How to complete this task
Only the lines below starting at the one containing "Highlight parked car." and ending at the one containing "Highlight carved pattern on gourd." belong in the answer, each copied exactly.

Provided data
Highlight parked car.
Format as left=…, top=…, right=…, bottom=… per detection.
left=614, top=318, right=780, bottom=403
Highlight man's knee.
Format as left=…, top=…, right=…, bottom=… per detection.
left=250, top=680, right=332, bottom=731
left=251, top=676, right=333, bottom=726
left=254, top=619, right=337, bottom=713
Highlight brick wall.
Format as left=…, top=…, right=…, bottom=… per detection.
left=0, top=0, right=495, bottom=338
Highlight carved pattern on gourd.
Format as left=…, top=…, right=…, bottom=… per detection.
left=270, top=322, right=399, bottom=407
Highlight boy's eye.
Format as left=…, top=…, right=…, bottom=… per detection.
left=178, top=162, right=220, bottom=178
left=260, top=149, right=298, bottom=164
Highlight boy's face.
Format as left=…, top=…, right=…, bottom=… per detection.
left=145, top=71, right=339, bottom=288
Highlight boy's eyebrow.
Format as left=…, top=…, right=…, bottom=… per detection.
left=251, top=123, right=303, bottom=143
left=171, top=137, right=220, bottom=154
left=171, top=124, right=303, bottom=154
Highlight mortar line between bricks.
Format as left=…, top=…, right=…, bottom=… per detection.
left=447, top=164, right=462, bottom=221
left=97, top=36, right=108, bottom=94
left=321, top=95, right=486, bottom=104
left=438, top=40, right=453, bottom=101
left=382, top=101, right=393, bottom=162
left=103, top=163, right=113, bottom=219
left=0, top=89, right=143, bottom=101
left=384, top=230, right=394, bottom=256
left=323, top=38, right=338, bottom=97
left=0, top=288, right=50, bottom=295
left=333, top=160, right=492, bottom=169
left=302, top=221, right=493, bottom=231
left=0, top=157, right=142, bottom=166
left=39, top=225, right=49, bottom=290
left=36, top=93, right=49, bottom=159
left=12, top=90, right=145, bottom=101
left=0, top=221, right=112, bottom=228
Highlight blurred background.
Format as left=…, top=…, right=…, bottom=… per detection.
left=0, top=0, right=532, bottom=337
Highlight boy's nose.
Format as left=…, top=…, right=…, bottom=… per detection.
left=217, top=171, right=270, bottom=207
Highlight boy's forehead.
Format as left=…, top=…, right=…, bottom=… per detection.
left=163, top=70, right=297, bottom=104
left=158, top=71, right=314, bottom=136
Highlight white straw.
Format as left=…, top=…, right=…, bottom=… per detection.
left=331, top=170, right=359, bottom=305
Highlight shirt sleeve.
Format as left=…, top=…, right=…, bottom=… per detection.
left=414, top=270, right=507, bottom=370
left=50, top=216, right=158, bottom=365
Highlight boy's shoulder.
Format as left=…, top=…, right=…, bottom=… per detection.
==
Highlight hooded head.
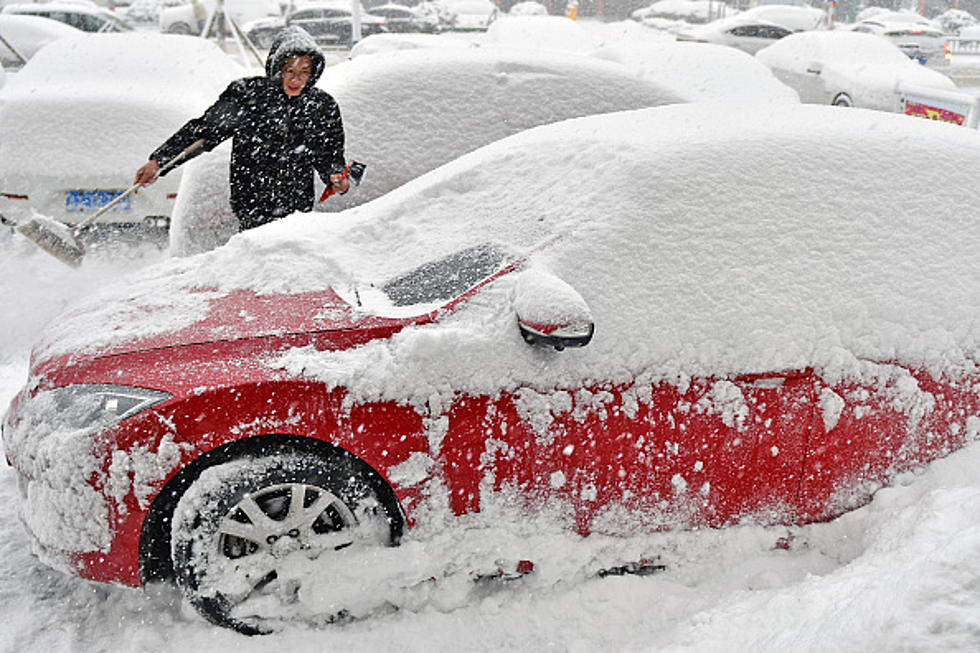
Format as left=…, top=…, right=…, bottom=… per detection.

Written answer
Highlight parked car.
Format as left=…, top=…, right=…, bottom=… per detection.
left=614, top=318, right=780, bottom=403
Highlight man's knee.
Format as left=…, top=…, right=…, bottom=… per detection.
left=250, top=680, right=332, bottom=731
left=251, top=676, right=333, bottom=726
left=254, top=619, right=337, bottom=713
Highlight brick wall.
Format as left=…, top=…, right=…, bottom=… per detection.
left=0, top=0, right=495, bottom=338
Highlight carved pattern on gourd.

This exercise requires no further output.